**Excerpted data:**
┌────────

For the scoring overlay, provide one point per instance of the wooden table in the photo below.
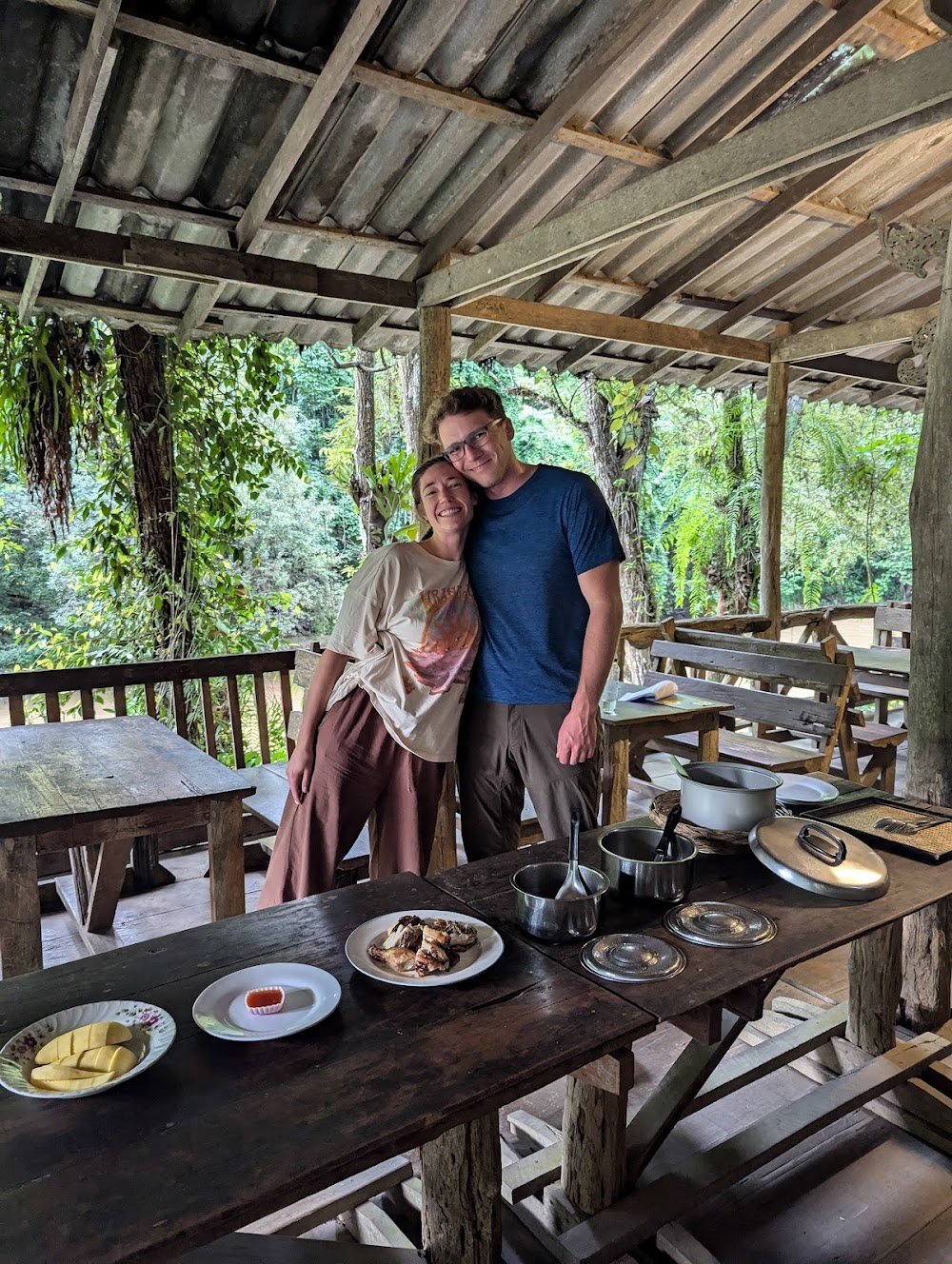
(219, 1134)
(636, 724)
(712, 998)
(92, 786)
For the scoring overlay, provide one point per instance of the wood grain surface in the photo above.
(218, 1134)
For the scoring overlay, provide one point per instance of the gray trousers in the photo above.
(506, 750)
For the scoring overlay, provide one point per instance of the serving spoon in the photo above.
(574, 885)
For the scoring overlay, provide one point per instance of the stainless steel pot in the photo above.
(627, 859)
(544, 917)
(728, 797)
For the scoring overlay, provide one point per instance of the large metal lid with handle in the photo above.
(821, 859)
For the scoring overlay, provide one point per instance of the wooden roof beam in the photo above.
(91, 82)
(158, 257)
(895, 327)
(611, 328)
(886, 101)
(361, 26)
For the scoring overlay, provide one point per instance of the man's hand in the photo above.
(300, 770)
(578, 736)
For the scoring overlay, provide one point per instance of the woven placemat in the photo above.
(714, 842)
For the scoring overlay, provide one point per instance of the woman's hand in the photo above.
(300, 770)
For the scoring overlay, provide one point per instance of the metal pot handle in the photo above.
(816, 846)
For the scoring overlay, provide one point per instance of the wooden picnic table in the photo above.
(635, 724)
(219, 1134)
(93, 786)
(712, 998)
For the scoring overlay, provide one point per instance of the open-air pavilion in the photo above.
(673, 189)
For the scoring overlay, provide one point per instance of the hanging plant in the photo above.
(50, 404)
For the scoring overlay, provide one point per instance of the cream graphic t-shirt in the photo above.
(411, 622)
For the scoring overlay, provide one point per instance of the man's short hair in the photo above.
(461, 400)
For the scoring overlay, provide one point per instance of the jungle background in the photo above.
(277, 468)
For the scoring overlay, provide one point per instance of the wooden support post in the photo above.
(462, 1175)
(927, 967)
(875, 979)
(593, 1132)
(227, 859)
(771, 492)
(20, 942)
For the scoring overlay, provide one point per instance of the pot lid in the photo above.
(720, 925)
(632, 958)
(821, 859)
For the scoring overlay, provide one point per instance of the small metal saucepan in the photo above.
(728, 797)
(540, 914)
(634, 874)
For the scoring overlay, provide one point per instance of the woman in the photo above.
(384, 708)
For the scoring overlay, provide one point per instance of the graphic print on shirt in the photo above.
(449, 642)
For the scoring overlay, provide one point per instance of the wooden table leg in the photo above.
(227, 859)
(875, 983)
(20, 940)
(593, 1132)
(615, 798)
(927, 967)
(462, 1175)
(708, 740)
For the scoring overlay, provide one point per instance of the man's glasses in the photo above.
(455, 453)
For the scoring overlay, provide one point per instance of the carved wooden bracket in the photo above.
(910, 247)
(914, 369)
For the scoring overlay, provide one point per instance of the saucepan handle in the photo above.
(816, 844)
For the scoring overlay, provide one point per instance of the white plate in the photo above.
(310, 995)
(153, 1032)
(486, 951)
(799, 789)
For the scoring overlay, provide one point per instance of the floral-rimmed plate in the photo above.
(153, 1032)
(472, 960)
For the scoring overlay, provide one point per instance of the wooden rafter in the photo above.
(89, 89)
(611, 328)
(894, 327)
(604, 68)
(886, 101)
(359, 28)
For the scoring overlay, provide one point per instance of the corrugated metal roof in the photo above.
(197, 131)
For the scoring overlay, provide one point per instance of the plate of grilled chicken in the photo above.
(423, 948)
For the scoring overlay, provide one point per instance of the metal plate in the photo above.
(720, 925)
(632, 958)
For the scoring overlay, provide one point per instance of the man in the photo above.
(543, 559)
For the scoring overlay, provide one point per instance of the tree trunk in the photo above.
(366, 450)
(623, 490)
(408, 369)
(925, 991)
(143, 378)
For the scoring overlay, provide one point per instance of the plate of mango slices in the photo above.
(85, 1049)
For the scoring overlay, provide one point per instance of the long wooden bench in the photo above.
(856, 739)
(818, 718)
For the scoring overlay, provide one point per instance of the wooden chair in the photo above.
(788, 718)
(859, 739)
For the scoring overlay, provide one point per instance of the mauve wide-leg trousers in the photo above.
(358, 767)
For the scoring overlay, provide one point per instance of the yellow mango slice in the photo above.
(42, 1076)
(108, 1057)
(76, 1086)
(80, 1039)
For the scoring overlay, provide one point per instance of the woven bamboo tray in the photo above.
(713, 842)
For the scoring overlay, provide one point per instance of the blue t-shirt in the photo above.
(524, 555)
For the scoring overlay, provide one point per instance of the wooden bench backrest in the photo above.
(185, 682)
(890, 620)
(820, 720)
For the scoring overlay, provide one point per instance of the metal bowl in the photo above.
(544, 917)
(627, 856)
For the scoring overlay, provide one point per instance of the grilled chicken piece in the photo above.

└────────

Rewrite the listing from the line containing "roof in the photo above." through its final line, replacing "wooden" with "timber" and leaving everything else unchanged. Give only those lines.

For the scoring overlay, provide one point per instance of the corrugated metal roof in the photo above.
(197, 131)
For the scoring overlay, provide one point per instance of the plate of grilled chicken in the photo above.
(423, 948)
For the scoring overlay, provide one point per instance of the metal plate in the photo above.
(720, 925)
(632, 958)
For the scoring overlay, provide one point per instance of the man in the photo above.
(543, 559)
For the scoring overlay, provide one point per instance of the tree trunk in the photo above.
(366, 450)
(623, 490)
(408, 369)
(925, 991)
(143, 378)
For the scoring overlay, provide one point per instance of the plate of mango slices in the photo above.
(85, 1049)
For the scoring overlay, provide one point per instance of the long timber bench in the photo above.
(856, 739)
(818, 718)
For the scoring overlay, provide one point per instance of the timber chair in the photo above.
(788, 718)
(859, 739)
For the scoring overlay, provide one point per instance of the mauve wide-leg trousers in the photo above.
(358, 767)
For the scoring overlay, provide one point per instance of the yellow mango slice in the photo above.
(42, 1076)
(108, 1057)
(76, 1086)
(80, 1039)
For the scoring overlay, provide one point per instance of the woven bamboo tray in the photo above.
(713, 842)
For the scoring overlay, provide one point per instance of the blue t-shirt in the photo above.
(524, 555)
For the scoring overlay, provide one point per instance of the timber bench backrest in the photo above.
(185, 682)
(890, 620)
(820, 720)
For the scoring overlay, provide one point per instance of the metal bowl in the photo above.
(544, 917)
(627, 856)
For the scoring overlay, provide one point per instance of the grilled chicken piece in the photo above.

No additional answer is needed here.